YOUR OBJECTIVE = Would you retype the whole listing exactly?

RECORDS TO USE =
=== Begin Enclosure ===
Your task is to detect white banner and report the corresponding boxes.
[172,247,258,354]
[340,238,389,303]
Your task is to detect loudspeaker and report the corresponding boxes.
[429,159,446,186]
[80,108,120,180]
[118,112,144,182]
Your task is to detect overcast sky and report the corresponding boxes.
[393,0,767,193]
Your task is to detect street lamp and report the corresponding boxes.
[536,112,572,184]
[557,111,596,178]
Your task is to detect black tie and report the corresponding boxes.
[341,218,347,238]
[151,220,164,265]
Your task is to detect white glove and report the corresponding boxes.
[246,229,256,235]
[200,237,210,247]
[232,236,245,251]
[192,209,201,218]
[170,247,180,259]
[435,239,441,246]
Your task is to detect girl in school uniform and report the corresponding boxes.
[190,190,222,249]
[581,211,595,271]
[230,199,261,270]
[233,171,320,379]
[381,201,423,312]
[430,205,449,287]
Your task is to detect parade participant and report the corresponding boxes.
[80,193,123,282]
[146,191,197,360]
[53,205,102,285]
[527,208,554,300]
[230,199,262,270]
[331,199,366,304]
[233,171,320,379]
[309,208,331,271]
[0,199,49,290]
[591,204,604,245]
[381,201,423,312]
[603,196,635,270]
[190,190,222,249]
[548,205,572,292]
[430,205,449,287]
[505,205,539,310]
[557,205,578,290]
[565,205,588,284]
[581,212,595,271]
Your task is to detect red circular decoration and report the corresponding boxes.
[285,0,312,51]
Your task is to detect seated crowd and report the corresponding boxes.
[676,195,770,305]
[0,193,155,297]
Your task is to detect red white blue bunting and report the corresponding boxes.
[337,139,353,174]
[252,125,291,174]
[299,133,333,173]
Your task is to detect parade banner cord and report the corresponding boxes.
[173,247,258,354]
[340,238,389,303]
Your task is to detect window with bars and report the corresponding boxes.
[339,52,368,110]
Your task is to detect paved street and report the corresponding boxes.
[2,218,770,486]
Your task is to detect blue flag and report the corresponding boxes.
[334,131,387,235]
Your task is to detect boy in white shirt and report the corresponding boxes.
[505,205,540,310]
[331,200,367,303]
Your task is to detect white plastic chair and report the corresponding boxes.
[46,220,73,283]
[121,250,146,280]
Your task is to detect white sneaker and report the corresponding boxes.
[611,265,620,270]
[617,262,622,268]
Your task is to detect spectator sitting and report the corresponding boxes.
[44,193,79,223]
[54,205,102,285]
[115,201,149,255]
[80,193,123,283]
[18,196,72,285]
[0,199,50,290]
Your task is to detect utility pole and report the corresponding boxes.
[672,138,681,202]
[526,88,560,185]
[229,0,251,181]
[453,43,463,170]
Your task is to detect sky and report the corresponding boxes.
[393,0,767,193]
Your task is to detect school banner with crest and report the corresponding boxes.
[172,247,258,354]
=== End Enclosure ===
FINISHED EXERCISE =
Your task is to detect white banner and report the corresponding boxes.
[172,247,258,354]
[340,238,389,303]
Your task is to detect loudspeaker and report the corresponding boxes.
[429,159,446,186]
[80,108,120,180]
[118,112,144,182]
Your task is to detect overcast sky and report the corresponding boxes.
[393,0,767,193]
Your task is to detect street lamp and report the corresponding boxes.
[536,112,572,184]
[557,111,596,178]
Your task is to detect black tie and report the corresponding boxes.
[341,218,347,238]
[151,220,164,265]
Your task is to detect white glove and report the corresponding boxes.
[246,229,256,235]
[200,237,210,247]
[232,236,245,251]
[192,209,201,218]
[170,247,180,259]
[435,239,441,246]
Your task is to detect girl in school uniform and report the corresponding boxes.
[190,190,222,249]
[581,211,595,271]
[230,199,261,270]
[233,171,320,379]
[381,201,423,312]
[430,205,449,287]
Your task is to detect parade participant and report the corresponding boxes.
[80,193,123,282]
[146,191,197,360]
[53,205,102,285]
[527,208,554,300]
[230,199,262,270]
[331,199,366,304]
[233,171,320,379]
[309,208,331,271]
[0,199,49,290]
[591,204,604,245]
[381,201,423,312]
[603,196,635,270]
[190,190,222,249]
[548,205,572,292]
[430,205,449,287]
[505,205,539,310]
[557,205,578,290]
[565,205,588,284]
[581,212,595,271]
Your task is to detect red circular decoration and report the corresponding boxes.
[285,0,312,51]
Your task is to detect seated crowd and report the corresponding boxes.
[676,195,770,305]
[0,193,155,297]
Your task is to detect red white blue bunting and report the corresponding boxes.
[337,139,353,174]
[252,125,291,174]
[299,133,333,173]
Your task is to detect parade banner cord and report the corresponding boxes.
[173,247,258,354]
[340,238,389,303]
Your task is to detect window with bars and report the corresponding boxes.
[339,52,368,110]
Your task is to detect paved street and report the corresponding boxes.
[2,218,770,486]
Your task is to detect blue flag and report the corresponding boxes.
[334,131,387,235]
Your task is to detect boy in white shirt and report the corresponding boxes.
[505,205,540,310]
[331,200,367,303]
Your task is to detect white plastic chair and report the corresponding boxes.
[46,220,73,283]
[121,250,146,280]
Your task is to detect white sneaker and report the corresponding boxes.
[611,265,620,270]
[617,262,622,268]
Your task is to detect spectator sitting and report the corresponding boxes.
[44,193,79,223]
[54,205,102,285]
[115,201,149,255]
[80,193,123,283]
[18,196,72,285]
[0,199,50,290]
Your task is to detect utility pole and report the corresponding boxes.
[672,138,681,202]
[526,88,560,185]
[229,0,251,181]
[453,43,463,170]
Your task is to detect sky and report the corresponding boxes.
[393,0,767,193]
Your task is to detect school banner with crest and report the corresponding boxes.
[172,247,258,354]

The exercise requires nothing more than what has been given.